-------- QUOTED TEXT

Lisp HUG Maillist Archive

Finding definitions created using my own defining macros

I have a macro that is essentially a wrapper for DEFMETHOD,
and I want to be able to use the 'Find Source' and
'Find Source for Dspec' editor commands to find definitions
that I've created with it.

A simpler case, which I have working, is a wrapper for
DEFPARAMETER:

(dspec:define-dspec-alias my-defparameter (name)
  `(defparameter ,name))

(defmacro my-defparameter (name value)
  `(top-level-form (my-defparameter ,name)
     (defparameter ,name ,value)))

If I then compile this:

(my-defparameter fred 100)

and then evaluate

(editor:find-source-for-dspec-command
 nil
 '(my-defparameter fred))

the definition of FRED is found.


Moving on to the DEFMETHOD wrapper:

This looks to me like it might be the right thing to do:

(dspec:define-dspec-alias my-defmethod (name arg-types)
  `(defmethod ,name ,arg-types))

(defmacro my-defmethod (name args &body body)
  `(top-level-form (my-defmethod ,name
                       ,(mapcar #'second args))

----------------
-------- LISTED ENTRIES

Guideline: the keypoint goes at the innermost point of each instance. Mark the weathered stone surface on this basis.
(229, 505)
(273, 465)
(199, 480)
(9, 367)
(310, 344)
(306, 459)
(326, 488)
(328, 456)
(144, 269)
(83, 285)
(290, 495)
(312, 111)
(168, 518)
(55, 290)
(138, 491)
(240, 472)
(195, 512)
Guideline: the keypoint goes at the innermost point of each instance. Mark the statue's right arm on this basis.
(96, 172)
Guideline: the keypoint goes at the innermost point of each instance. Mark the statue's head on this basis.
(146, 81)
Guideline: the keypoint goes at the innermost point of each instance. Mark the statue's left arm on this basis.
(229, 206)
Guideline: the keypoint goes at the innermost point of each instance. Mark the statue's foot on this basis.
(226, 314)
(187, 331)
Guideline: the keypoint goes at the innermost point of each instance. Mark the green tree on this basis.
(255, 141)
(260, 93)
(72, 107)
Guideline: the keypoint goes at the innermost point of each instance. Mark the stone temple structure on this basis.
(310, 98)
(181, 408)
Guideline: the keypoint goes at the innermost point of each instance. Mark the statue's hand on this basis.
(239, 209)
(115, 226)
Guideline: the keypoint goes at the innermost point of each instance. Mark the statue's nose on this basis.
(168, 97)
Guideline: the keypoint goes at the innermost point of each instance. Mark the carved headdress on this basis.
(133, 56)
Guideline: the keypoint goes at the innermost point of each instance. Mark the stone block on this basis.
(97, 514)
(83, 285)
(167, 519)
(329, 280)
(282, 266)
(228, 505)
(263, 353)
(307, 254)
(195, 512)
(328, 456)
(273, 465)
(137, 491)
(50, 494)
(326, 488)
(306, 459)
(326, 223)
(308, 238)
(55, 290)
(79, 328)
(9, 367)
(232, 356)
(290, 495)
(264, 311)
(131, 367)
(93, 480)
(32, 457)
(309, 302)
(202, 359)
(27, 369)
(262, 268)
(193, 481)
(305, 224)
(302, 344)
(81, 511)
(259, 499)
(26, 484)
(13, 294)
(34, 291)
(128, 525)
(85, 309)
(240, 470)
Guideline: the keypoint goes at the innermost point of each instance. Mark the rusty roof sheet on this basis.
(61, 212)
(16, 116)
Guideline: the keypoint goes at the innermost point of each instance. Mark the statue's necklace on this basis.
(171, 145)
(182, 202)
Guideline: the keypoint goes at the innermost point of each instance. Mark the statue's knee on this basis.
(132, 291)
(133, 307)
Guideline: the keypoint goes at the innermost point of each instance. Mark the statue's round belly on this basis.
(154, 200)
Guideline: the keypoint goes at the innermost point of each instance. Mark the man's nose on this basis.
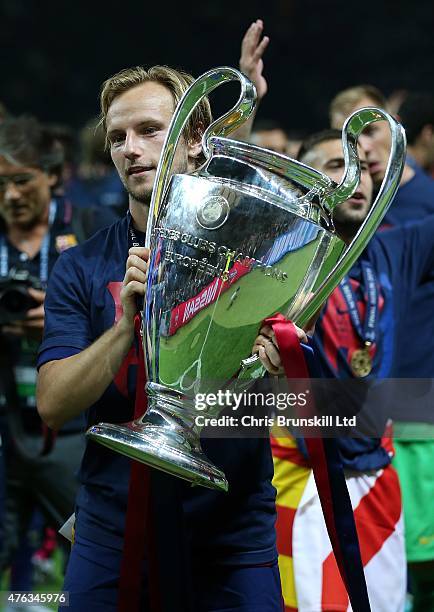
(11, 192)
(132, 148)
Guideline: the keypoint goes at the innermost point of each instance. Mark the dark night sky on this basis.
(56, 54)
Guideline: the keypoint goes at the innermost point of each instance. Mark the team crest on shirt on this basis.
(64, 242)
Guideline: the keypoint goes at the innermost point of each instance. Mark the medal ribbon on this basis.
(367, 333)
(329, 477)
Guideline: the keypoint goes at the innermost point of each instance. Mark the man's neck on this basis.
(139, 213)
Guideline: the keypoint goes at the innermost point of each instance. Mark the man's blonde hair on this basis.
(342, 105)
(176, 81)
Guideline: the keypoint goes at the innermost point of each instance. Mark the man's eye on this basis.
(116, 139)
(149, 130)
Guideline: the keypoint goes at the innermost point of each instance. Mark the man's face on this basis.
(328, 158)
(375, 141)
(275, 140)
(137, 123)
(25, 194)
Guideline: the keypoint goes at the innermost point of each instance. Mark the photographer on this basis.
(35, 228)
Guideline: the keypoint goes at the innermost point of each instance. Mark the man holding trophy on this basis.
(279, 244)
(88, 361)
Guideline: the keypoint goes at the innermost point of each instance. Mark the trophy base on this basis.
(155, 446)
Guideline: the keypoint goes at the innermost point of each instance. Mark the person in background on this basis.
(35, 227)
(355, 338)
(96, 171)
(416, 114)
(413, 359)
(269, 135)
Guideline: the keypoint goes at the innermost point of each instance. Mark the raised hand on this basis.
(252, 50)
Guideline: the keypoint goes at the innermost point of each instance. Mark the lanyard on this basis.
(368, 334)
(43, 253)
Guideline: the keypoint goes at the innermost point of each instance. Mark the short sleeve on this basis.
(67, 320)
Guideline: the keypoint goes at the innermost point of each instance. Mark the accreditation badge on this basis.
(361, 362)
(65, 241)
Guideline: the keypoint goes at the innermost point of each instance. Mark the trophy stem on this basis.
(166, 438)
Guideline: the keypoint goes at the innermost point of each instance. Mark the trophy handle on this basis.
(352, 129)
(221, 127)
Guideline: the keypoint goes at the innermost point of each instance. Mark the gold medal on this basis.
(361, 361)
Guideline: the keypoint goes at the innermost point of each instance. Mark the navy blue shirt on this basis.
(415, 358)
(82, 303)
(402, 259)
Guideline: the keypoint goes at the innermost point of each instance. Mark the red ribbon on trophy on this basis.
(329, 476)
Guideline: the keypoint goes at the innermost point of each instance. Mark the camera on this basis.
(15, 300)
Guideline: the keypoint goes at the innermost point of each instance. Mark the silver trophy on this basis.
(248, 234)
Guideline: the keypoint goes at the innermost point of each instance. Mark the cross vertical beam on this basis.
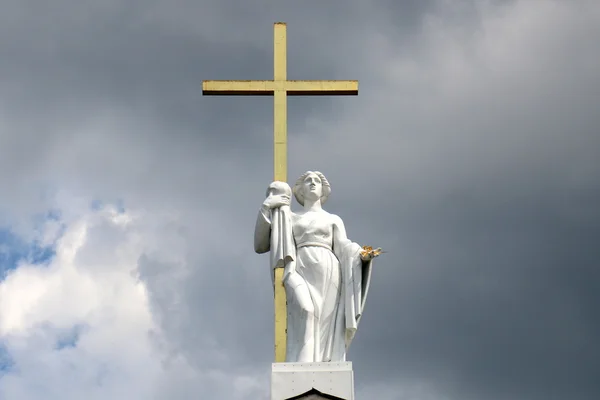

----------------

▶ DIRECTIONS:
[A] What is the Spanish translation of this sentence from the Lisp HUG post: "I have a macro that is essentially a wrapper for DEFMETHOD, and I want to be able to use the 'Find Source' and 'Find Source for Dspec' editor commands to find definitions that I've created with it."
[B] Can you reproduce the part of the Lisp HUG post starting at "(defparameter ,name ,value)))" and ending at "FRED is found."?

▶ ANSWERS IN ORDER:
[A] Tengo una macro que es esencialmente un envoltorio para DEFMETHOD, y quiero poder usar los comandos del editor 'Find Source' y 'Find Source for Dspec' para encontrar las definiciones que he creado con ella.

[B]
(defparameter ,name ,value)))

If I then compile this:

(my-defparameter fred 100)

and then evaluate

(editor:find-source-for-dspec-command
 nil
 '(my-defparameter fred))

the definition of FRED is found.